| Problem to solve |
For each line below that includes the string "leaf", show the whole line.

(Natural language region descriptions)
_ _ _ _
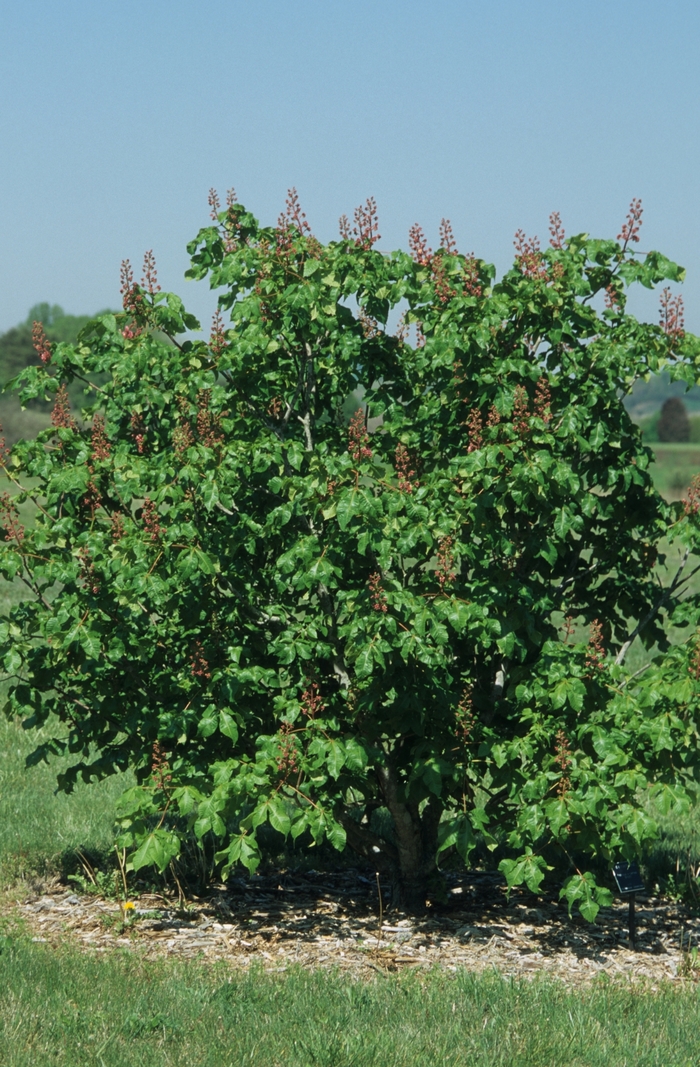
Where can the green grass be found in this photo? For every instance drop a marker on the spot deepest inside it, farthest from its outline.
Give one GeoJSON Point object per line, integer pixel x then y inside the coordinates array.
{"type": "Point", "coordinates": [37, 827]}
{"type": "Point", "coordinates": [66, 1009]}
{"type": "Point", "coordinates": [674, 466]}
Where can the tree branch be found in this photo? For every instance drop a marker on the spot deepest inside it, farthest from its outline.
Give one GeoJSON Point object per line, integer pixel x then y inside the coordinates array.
{"type": "Point", "coordinates": [668, 592]}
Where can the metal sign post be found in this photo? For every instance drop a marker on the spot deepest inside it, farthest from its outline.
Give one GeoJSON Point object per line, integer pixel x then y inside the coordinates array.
{"type": "Point", "coordinates": [629, 879]}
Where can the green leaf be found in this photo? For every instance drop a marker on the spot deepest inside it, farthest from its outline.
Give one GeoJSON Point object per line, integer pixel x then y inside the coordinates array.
{"type": "Point", "coordinates": [227, 725]}
{"type": "Point", "coordinates": [159, 847]}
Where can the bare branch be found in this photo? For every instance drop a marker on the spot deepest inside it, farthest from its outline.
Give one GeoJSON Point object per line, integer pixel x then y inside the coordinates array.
{"type": "Point", "coordinates": [668, 592]}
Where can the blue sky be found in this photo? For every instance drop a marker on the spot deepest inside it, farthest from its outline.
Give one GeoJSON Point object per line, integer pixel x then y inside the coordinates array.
{"type": "Point", "coordinates": [115, 118]}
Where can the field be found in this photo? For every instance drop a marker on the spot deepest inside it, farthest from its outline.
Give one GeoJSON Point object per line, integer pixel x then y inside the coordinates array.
{"type": "Point", "coordinates": [118, 1012]}
{"type": "Point", "coordinates": [674, 467]}
{"type": "Point", "coordinates": [65, 1006]}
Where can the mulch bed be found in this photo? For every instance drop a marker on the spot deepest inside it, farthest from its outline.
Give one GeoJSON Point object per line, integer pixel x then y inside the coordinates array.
{"type": "Point", "coordinates": [332, 920]}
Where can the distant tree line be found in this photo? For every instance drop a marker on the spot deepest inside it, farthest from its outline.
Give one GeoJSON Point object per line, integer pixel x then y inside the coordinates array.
{"type": "Point", "coordinates": [17, 351]}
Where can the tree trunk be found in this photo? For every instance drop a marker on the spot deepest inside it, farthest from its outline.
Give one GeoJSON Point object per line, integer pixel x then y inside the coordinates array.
{"type": "Point", "coordinates": [416, 840]}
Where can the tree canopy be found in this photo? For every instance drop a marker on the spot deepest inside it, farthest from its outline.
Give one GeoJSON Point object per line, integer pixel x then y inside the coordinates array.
{"type": "Point", "coordinates": [408, 640]}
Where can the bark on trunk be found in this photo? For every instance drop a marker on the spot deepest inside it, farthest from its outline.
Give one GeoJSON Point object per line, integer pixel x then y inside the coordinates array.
{"type": "Point", "coordinates": [416, 839]}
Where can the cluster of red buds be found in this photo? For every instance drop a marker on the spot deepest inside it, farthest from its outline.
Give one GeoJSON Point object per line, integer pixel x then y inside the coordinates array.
{"type": "Point", "coordinates": [295, 213]}
{"type": "Point", "coordinates": [312, 702]}
{"type": "Point", "coordinates": [183, 436]}
{"type": "Point", "coordinates": [61, 416]}
{"type": "Point", "coordinates": [447, 237]}
{"type": "Point", "coordinates": [472, 284]}
{"type": "Point", "coordinates": [99, 440]}
{"type": "Point", "coordinates": [149, 280]}
{"type": "Point", "coordinates": [41, 343]}
{"type": "Point", "coordinates": [366, 228]}
{"type": "Point", "coordinates": [528, 256]}
{"type": "Point", "coordinates": [377, 594]}
{"type": "Point", "coordinates": [562, 761]}
{"type": "Point", "coordinates": [444, 290]}
{"type": "Point", "coordinates": [138, 431]}
{"type": "Point", "coordinates": [288, 758]}
{"type": "Point", "coordinates": [543, 400]}
{"type": "Point", "coordinates": [10, 519]}
{"type": "Point", "coordinates": [131, 301]}
{"type": "Point", "coordinates": [556, 231]}
{"type": "Point", "coordinates": [218, 343]}
{"type": "Point", "coordinates": [369, 324]}
{"type": "Point", "coordinates": [215, 204]}
{"type": "Point", "coordinates": [231, 225]}
{"type": "Point", "coordinates": [160, 767]}
{"type": "Point", "coordinates": [494, 417]}
{"type": "Point", "coordinates": [691, 502]}
{"type": "Point", "coordinates": [404, 470]}
{"type": "Point", "coordinates": [150, 522]}
{"type": "Point", "coordinates": [419, 249]}
{"type": "Point", "coordinates": [632, 224]}
{"type": "Point", "coordinates": [116, 524]}
{"type": "Point", "coordinates": [672, 319]}
{"type": "Point", "coordinates": [358, 438]}
{"type": "Point", "coordinates": [445, 569]}
{"type": "Point", "coordinates": [595, 650]}
{"type": "Point", "coordinates": [4, 451]}
{"type": "Point", "coordinates": [199, 665]}
{"type": "Point", "coordinates": [89, 575]}
{"type": "Point", "coordinates": [521, 411]}
{"type": "Point", "coordinates": [464, 717]}
{"type": "Point", "coordinates": [475, 430]}
{"type": "Point", "coordinates": [694, 664]}
{"type": "Point", "coordinates": [208, 425]}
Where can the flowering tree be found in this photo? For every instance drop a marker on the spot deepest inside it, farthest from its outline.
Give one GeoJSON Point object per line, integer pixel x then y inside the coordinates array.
{"type": "Point", "coordinates": [274, 617]}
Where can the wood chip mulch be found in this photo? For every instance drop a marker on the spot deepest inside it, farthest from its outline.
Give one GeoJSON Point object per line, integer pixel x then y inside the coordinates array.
{"type": "Point", "coordinates": [332, 920]}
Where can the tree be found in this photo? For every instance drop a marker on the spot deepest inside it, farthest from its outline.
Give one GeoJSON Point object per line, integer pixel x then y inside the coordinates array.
{"type": "Point", "coordinates": [274, 616]}
{"type": "Point", "coordinates": [673, 424]}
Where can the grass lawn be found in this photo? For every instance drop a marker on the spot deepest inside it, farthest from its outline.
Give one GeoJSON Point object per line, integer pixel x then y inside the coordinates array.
{"type": "Point", "coordinates": [68, 1010]}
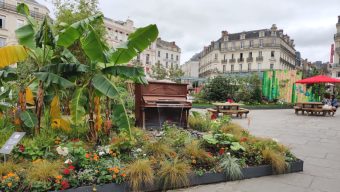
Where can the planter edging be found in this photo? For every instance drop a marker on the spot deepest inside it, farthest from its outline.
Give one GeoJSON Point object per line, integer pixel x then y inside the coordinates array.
{"type": "Point", "coordinates": [207, 178]}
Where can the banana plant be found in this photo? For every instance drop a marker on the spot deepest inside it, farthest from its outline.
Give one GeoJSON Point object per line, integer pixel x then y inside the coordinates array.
{"type": "Point", "coordinates": [104, 63]}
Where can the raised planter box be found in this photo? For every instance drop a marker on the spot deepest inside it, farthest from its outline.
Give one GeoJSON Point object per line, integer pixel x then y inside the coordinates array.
{"type": "Point", "coordinates": [207, 178]}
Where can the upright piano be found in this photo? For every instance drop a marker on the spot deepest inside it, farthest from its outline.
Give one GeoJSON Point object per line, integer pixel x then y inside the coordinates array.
{"type": "Point", "coordinates": [160, 102]}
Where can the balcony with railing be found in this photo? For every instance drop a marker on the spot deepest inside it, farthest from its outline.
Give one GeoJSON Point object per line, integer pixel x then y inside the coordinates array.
{"type": "Point", "coordinates": [232, 60]}
{"type": "Point", "coordinates": [250, 59]}
{"type": "Point", "coordinates": [11, 7]}
{"type": "Point", "coordinates": [260, 58]}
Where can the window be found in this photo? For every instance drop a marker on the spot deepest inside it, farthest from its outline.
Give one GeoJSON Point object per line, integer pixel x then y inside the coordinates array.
{"type": "Point", "coordinates": [2, 41]}
{"type": "Point", "coordinates": [272, 53]}
{"type": "Point", "coordinates": [251, 43]}
{"type": "Point", "coordinates": [2, 22]}
{"type": "Point", "coordinates": [147, 59]}
{"type": "Point", "coordinates": [20, 23]}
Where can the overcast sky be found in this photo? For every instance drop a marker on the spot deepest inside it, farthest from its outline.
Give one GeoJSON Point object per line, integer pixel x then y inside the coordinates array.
{"type": "Point", "coordinates": [195, 23]}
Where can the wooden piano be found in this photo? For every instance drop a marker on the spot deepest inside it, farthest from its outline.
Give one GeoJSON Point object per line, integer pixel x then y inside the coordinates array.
{"type": "Point", "coordinates": [159, 102]}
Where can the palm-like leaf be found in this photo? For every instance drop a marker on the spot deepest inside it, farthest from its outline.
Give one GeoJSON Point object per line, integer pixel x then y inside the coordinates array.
{"type": "Point", "coordinates": [12, 54]}
{"type": "Point", "coordinates": [77, 107]}
{"type": "Point", "coordinates": [50, 78]}
{"type": "Point", "coordinates": [137, 42]}
{"type": "Point", "coordinates": [106, 87]}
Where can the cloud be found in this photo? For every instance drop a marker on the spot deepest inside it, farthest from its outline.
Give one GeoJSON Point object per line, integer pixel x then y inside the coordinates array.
{"type": "Point", "coordinates": [195, 23]}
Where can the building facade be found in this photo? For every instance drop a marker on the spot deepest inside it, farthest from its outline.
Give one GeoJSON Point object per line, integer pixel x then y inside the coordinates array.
{"type": "Point", "coordinates": [10, 20]}
{"type": "Point", "coordinates": [168, 53]}
{"type": "Point", "coordinates": [164, 52]}
{"type": "Point", "coordinates": [249, 51]}
{"type": "Point", "coordinates": [190, 68]}
{"type": "Point", "coordinates": [335, 67]}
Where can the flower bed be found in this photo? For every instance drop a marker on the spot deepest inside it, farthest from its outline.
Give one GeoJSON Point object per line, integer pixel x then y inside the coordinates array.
{"type": "Point", "coordinates": [149, 161]}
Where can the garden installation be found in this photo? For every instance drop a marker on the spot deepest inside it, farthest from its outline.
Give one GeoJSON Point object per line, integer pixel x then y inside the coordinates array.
{"type": "Point", "coordinates": [70, 94]}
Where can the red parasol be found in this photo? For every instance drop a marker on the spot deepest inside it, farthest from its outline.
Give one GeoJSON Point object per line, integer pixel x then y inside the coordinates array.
{"type": "Point", "coordinates": [318, 79]}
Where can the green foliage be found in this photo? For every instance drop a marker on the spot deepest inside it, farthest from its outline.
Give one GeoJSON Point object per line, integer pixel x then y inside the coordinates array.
{"type": "Point", "coordinates": [140, 172]}
{"type": "Point", "coordinates": [174, 173]}
{"type": "Point", "coordinates": [231, 167]}
{"type": "Point", "coordinates": [29, 119]}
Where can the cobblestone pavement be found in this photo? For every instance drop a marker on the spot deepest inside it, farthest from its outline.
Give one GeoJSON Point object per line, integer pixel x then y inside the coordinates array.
{"type": "Point", "coordinates": [316, 140]}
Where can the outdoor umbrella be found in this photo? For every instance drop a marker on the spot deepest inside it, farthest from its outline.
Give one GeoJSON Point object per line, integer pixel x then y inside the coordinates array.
{"type": "Point", "coordinates": [318, 79]}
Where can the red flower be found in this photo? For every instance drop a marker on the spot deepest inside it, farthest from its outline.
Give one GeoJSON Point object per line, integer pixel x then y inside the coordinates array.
{"type": "Point", "coordinates": [65, 185]}
{"type": "Point", "coordinates": [243, 139]}
{"type": "Point", "coordinates": [21, 148]}
{"type": "Point", "coordinates": [66, 171]}
{"type": "Point", "coordinates": [71, 167]}
{"type": "Point", "coordinates": [221, 151]}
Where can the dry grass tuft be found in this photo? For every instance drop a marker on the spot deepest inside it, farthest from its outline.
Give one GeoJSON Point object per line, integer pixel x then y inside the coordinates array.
{"type": "Point", "coordinates": [174, 173]}
{"type": "Point", "coordinates": [140, 172]}
{"type": "Point", "coordinates": [276, 159]}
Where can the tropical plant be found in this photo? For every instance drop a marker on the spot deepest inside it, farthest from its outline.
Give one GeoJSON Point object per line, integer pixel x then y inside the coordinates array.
{"type": "Point", "coordinates": [230, 165]}
{"type": "Point", "coordinates": [174, 173]}
{"type": "Point", "coordinates": [140, 173]}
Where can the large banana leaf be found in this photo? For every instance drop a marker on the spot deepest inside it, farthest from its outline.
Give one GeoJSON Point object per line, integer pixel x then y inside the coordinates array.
{"type": "Point", "coordinates": [106, 87]}
{"type": "Point", "coordinates": [49, 78]}
{"type": "Point", "coordinates": [62, 68]}
{"type": "Point", "coordinates": [137, 42]}
{"type": "Point", "coordinates": [44, 35]}
{"type": "Point", "coordinates": [12, 54]}
{"type": "Point", "coordinates": [93, 46]}
{"type": "Point", "coordinates": [25, 35]}
{"type": "Point", "coordinates": [72, 33]}
{"type": "Point", "coordinates": [29, 119]}
{"type": "Point", "coordinates": [134, 73]}
{"type": "Point", "coordinates": [77, 107]}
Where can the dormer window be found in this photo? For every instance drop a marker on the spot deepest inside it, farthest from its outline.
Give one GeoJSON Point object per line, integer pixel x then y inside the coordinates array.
{"type": "Point", "coordinates": [243, 36]}
{"type": "Point", "coordinates": [261, 34]}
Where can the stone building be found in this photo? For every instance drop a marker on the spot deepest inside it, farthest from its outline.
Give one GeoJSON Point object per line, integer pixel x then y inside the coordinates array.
{"type": "Point", "coordinates": [10, 20]}
{"type": "Point", "coordinates": [335, 67]}
{"type": "Point", "coordinates": [190, 68]}
{"type": "Point", "coordinates": [164, 52]}
{"type": "Point", "coordinates": [168, 54]}
{"type": "Point", "coordinates": [248, 51]}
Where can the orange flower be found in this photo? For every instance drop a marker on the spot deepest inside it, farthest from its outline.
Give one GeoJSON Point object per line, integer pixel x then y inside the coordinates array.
{"type": "Point", "coordinates": [87, 155]}
{"type": "Point", "coordinates": [95, 157]}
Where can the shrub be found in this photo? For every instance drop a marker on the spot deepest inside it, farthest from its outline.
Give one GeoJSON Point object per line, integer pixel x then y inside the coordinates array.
{"type": "Point", "coordinates": [231, 167]}
{"type": "Point", "coordinates": [276, 159]}
{"type": "Point", "coordinates": [140, 172]}
{"type": "Point", "coordinates": [174, 173]}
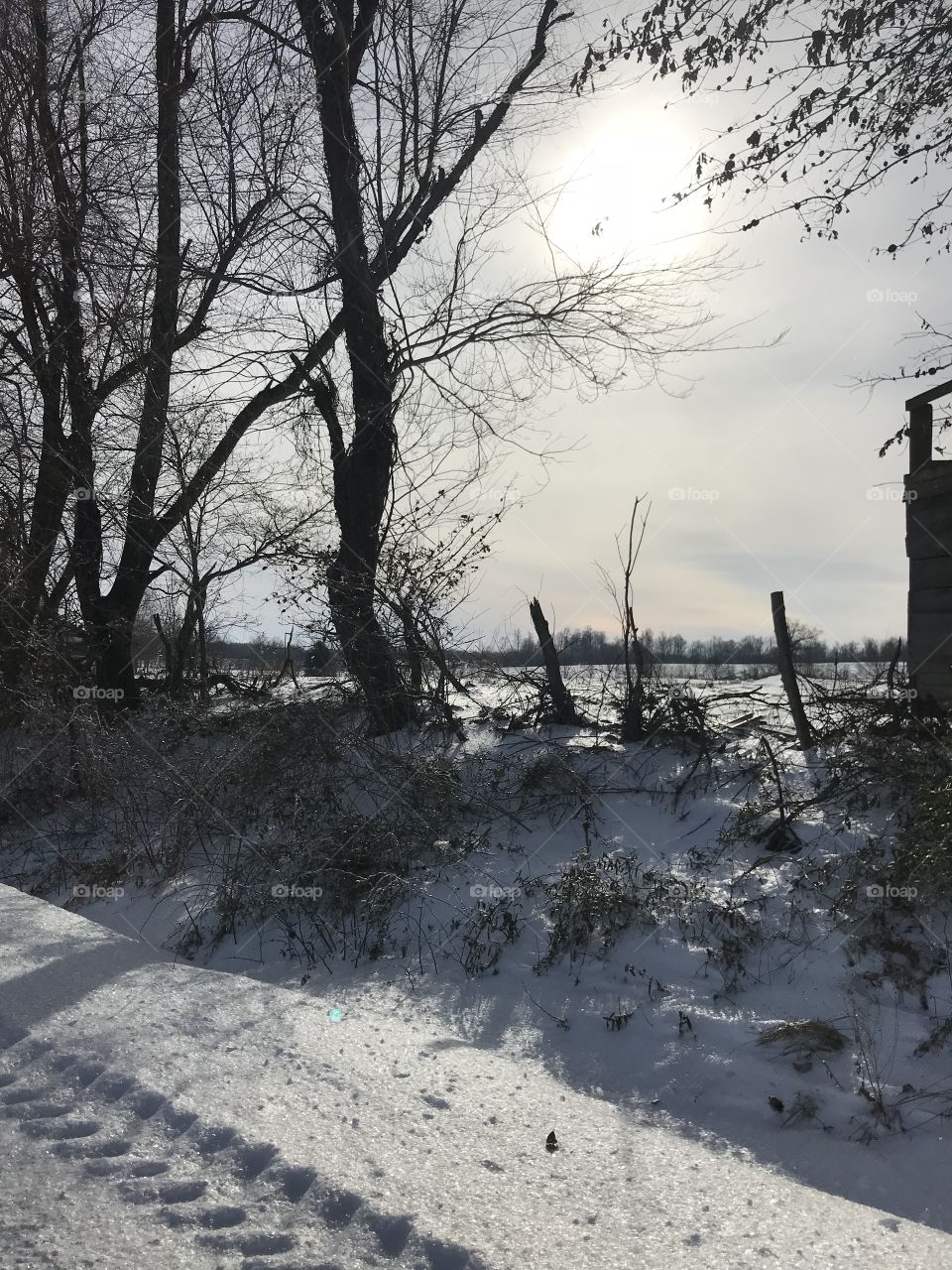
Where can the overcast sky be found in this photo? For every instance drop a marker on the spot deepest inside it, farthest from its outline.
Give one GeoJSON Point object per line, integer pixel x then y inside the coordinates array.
{"type": "Point", "coordinates": [767, 474]}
_ _ _ _
| Result of the task |
Where can the green leaf be found in this photo? For every instance drop a marker on the spot deepest inside it, farthest from its outline.
Where can the palm-like leaf be found in this photo? For every instance drop a marker on the spot deepest inside it, farthest from its outline.
Where can the large banana leaf be found in this photo? For every instance drop a marker on the spot deepest inside it, farthest from its outline.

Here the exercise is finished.